**Instructions for the task**
Quote all entries exactly, leaving pictures aside.

Source information below:

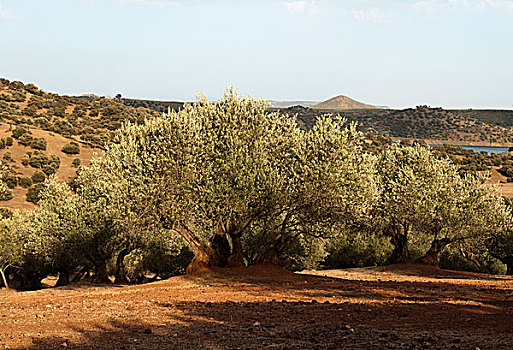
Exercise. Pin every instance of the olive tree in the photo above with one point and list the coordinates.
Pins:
(500, 241)
(12, 240)
(56, 229)
(221, 173)
(426, 196)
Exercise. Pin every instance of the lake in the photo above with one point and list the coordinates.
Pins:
(488, 150)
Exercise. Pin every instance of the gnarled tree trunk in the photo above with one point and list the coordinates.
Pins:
(101, 276)
(4, 279)
(473, 259)
(236, 258)
(399, 239)
(64, 276)
(120, 275)
(509, 265)
(80, 274)
(431, 256)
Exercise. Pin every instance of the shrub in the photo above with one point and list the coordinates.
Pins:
(38, 176)
(71, 148)
(49, 169)
(25, 182)
(75, 163)
(18, 131)
(10, 180)
(33, 193)
(7, 156)
(38, 143)
(5, 193)
(25, 140)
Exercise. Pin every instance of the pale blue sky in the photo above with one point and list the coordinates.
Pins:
(450, 53)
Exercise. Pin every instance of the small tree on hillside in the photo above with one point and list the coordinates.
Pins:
(221, 173)
(12, 241)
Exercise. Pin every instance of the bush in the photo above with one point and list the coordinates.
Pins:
(25, 182)
(7, 156)
(75, 163)
(71, 148)
(10, 180)
(49, 169)
(33, 193)
(38, 143)
(38, 176)
(25, 140)
(25, 160)
(19, 131)
(5, 193)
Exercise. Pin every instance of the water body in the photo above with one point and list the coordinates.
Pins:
(488, 150)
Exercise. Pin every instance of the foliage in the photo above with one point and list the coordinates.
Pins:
(39, 143)
(71, 148)
(231, 171)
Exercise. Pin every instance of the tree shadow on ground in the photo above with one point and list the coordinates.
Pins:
(297, 325)
(322, 288)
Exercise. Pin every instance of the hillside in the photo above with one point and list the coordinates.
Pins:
(342, 102)
(287, 104)
(407, 307)
(34, 127)
(476, 127)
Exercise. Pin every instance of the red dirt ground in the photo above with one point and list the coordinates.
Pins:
(408, 307)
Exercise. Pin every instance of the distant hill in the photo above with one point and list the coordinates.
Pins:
(287, 104)
(343, 102)
(158, 106)
(35, 125)
(437, 125)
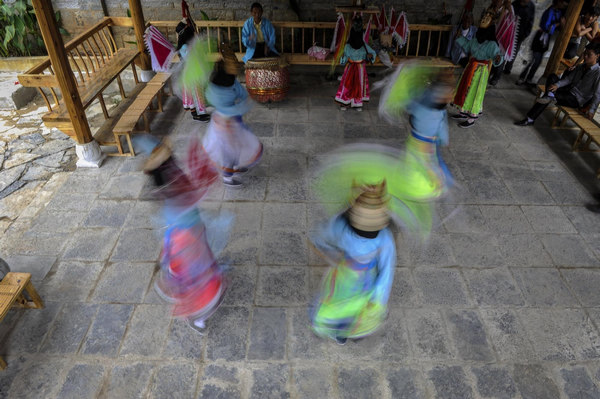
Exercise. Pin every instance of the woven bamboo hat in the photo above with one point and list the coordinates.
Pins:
(369, 211)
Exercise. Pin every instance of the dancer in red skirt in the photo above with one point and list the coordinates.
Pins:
(354, 87)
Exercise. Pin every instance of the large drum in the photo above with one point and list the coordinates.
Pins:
(267, 79)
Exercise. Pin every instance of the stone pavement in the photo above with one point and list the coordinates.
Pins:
(502, 303)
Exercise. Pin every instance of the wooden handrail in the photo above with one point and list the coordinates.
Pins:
(427, 39)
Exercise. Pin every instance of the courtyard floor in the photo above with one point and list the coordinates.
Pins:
(503, 302)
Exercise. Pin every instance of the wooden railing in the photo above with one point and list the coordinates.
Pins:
(295, 38)
(87, 53)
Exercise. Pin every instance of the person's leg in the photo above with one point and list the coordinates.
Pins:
(509, 64)
(537, 60)
(565, 98)
(523, 74)
(495, 74)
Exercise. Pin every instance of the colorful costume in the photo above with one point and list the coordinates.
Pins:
(190, 277)
(190, 95)
(191, 98)
(352, 301)
(473, 82)
(354, 87)
(231, 146)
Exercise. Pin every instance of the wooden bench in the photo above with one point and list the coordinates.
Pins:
(12, 296)
(426, 42)
(142, 103)
(96, 62)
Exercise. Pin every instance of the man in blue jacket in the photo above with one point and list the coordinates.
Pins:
(258, 35)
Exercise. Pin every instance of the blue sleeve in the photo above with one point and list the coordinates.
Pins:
(247, 30)
(268, 33)
(372, 52)
(493, 52)
(386, 265)
(344, 58)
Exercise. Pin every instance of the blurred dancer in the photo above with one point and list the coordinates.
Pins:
(228, 142)
(191, 97)
(352, 302)
(429, 127)
(190, 277)
(354, 87)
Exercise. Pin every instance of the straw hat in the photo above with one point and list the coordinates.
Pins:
(369, 211)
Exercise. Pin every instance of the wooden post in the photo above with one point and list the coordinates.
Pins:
(64, 75)
(562, 41)
(139, 27)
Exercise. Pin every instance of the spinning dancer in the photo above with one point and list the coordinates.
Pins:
(484, 52)
(229, 143)
(190, 277)
(352, 301)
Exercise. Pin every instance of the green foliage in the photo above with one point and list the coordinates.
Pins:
(19, 31)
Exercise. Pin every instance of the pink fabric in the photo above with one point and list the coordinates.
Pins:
(354, 87)
(160, 49)
(506, 34)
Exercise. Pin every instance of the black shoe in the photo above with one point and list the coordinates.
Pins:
(201, 117)
(593, 208)
(459, 116)
(524, 122)
(546, 100)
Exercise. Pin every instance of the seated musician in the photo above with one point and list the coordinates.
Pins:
(258, 35)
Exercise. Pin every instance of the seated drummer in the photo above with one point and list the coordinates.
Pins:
(258, 35)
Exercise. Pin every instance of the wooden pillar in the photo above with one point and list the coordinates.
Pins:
(139, 27)
(62, 69)
(560, 46)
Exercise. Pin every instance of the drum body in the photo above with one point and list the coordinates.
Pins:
(267, 79)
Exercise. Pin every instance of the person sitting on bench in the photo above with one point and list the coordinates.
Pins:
(579, 89)
(258, 35)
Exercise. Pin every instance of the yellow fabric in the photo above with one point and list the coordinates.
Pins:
(259, 36)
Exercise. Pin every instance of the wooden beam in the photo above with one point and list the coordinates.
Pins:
(562, 41)
(139, 26)
(64, 75)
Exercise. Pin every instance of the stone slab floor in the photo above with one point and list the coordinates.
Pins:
(502, 303)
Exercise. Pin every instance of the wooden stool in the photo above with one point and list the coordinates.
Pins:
(12, 296)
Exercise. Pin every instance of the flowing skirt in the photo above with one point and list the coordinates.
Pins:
(190, 277)
(230, 145)
(471, 87)
(354, 87)
(345, 308)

End of Source information.

**Reply**
Exercise. Pin every instance of the olive tree in the photo above with one point and list the coordinates.
Pins:
(500, 241)
(12, 240)
(56, 229)
(221, 173)
(426, 196)
Exercise. Pin every instance of the lake in the photo above with one point and list the coordinates.
Pins:
(488, 150)
Exercise. Pin every instance of the gnarled tree trunk in the photo above with one point and list the coordinates.
Pins:
(101, 276)
(4, 279)
(473, 259)
(236, 258)
(399, 239)
(64, 276)
(120, 275)
(509, 265)
(80, 274)
(431, 256)
Exercise. Pin every instance of the shrub in the photo above with one point and list the coordinates.
Pins:
(38, 176)
(71, 148)
(49, 169)
(25, 182)
(75, 163)
(18, 131)
(10, 180)
(33, 193)
(7, 156)
(38, 143)
(5, 193)
(25, 140)
Exercise. Pin every instance of the pale blue sky in the photo above with one point and list the coordinates.
Pins:
(450, 53)
Exercise. Pin every instance of the small tree on hillside in the photo above with one point and list the coordinates.
Pins:
(221, 173)
(12, 241)
Exercise. Pin every instance of the bush in the photo above with one point and list the coordinates.
Pins:
(25, 182)
(7, 156)
(75, 163)
(71, 148)
(10, 180)
(49, 169)
(33, 193)
(38, 143)
(38, 176)
(25, 140)
(25, 160)
(19, 131)
(5, 193)
Exercise. Pin every instance of the water body in the photo above with one point and list the coordinates.
Pins:
(488, 150)
Exercise. Pin every instance of the foliage in the photo above with one point and list the coordinates.
Pins:
(39, 143)
(71, 148)
(231, 171)
Exercise. Pin every instance of the tree shadow on ground in the photo above with one point and list the coordinates.
Pins:
(297, 325)
(322, 288)
Exercise. Pin every instance of the hillside in the photo above with one point and list the coordinates.
Pins:
(342, 102)
(287, 104)
(407, 307)
(34, 127)
(476, 127)
Exercise. Pin every instance of the red dirt ground in the photo above with one point and list the coordinates.
Pins:
(408, 307)
Exercise. Pin every instance of the distant hill in the photo above with one point and list the coordinates.
Pins:
(287, 104)
(343, 102)
(158, 106)
(35, 125)
(437, 125)
Exercise. Pin every instance of the woven bamboo hat in the photo above with one point and list the coordinates.
Pins:
(369, 211)
Exercise. Pin every instance of the dancer in red skirt in the photo above with one point and list the coordinates.
Pins:
(354, 87)
Exercise. Pin every instance of the large drum in the photo above with one point and list the coordinates.
Pins:
(267, 79)
Exercise. Pin every instance of the stone pavement in the photo above with one point and list the coordinates.
Pins:
(502, 303)
Exercise. Pin every instance of the wooden handrail in the photo above with one point and list the coordinates.
Pins:
(427, 39)
Exercise. Pin every instance of the courtyard floor in the photo above with one point and list the coordinates.
Pins:
(503, 302)
Exercise. Pin every instance of the wooden railing in the photo above with one point and list the coordinates.
Pins:
(295, 38)
(87, 53)
Exercise. Pin every instance of the person's leg in the photo above with one point and list the coordinates.
Pins:
(509, 64)
(537, 60)
(565, 98)
(523, 74)
(495, 74)
Exercise. Pin every instance of the colorful costume in the photo above with one point and list the coordinates.
Pins:
(190, 277)
(190, 95)
(191, 98)
(352, 301)
(473, 82)
(354, 87)
(231, 146)
Exercise. Pin every instance of the wooden bench in the photo above with one point and list the coordinates.
Pins:
(12, 296)
(426, 42)
(142, 103)
(96, 62)
Exercise. Pin every instance of the man in blue jacket in the photo above with one point and list the coordinates.
Pins:
(258, 35)
Exercise. Pin every instance of the blue sleeve in the photo above with one point and list the coordinates.
Pins:
(247, 30)
(268, 33)
(372, 52)
(493, 52)
(386, 265)
(344, 58)
Exercise. Pin every instance of the blurred dancer in the photo above with one point and list the coordinates.
Pins:
(228, 142)
(191, 97)
(352, 302)
(429, 127)
(190, 277)
(354, 87)
Exercise. Pin every instance of the straw hat in the photo above with one point and list the coordinates.
Pins:
(369, 211)
Exercise. Pin every instance of the wooden post in the photo above with one point and list the coordinates.
Pins:
(64, 75)
(562, 41)
(139, 27)
Exercise. Pin every instance of the spinning dancer in the photo above with one point and list the coordinates.
Pins:
(484, 52)
(229, 143)
(190, 277)
(352, 301)
Exercise. Pin every instance of the green foliage in the photo above with one point and list the coordinates.
Pins:
(19, 31)
Exercise. Pin every instance of the pink fabric in the photo above with one point and list the coordinates.
Pins:
(354, 87)
(160, 49)
(506, 34)
Exercise. Pin every instance of the black shoe in the photo above with one point and list the coordinates.
Pins:
(201, 117)
(593, 208)
(459, 116)
(524, 122)
(546, 100)
Exercise. Pin every instance of the seated musician in the photo above with one point and list the coordinates.
Pins:
(258, 35)
Exercise. Pin every instance of the seated drummer in the photo above with one point and list the coordinates.
Pins:
(258, 35)
Exercise. Pin every instance of the wooden pillar in the photo above with one point and list the coordinates.
Pins:
(139, 27)
(62, 69)
(560, 46)
Exercise. Pin every instance of the drum body in the photo above with one point and list the coordinates.
Pins:
(267, 79)
Exercise. Pin every instance of the person sitting on bench in the photo above with one point and list the coordinates.
Pins:
(579, 89)
(258, 35)
Exercise. Pin every instance of the yellow fabric in the photo above with one point and list the coordinates.
Pins:
(259, 36)
Exercise. Pin every instance of the wooden beam in the photo above with one point and list the coordinates.
Pins:
(562, 41)
(139, 26)
(64, 75)
Exercise. Pin every instance of the stone slab floor in the photo above with one point and list the coordinates.
Pins:
(502, 303)
Exercise. Pin every instance of the wooden stool in the photo above with one point and list the coordinates.
Pins:
(12, 296)
Exercise. Pin every instance of the flowing skirt in the photo above with one point and list the coordinates.
Pins:
(190, 277)
(230, 145)
(471, 87)
(354, 87)
(345, 308)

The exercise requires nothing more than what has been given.